» Prompt
Write each record again exactly as it stands.

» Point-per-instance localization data
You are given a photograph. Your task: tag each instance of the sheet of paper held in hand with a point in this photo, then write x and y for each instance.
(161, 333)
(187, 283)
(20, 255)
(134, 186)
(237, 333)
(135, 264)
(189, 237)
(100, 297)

» Completed task
You are given a photograph. Your task: tag each instance of the sheet of paper held in hand with a point in this photo, then write x and y for each instance.
(161, 333)
(187, 283)
(20, 255)
(134, 186)
(237, 333)
(135, 264)
(189, 237)
(100, 297)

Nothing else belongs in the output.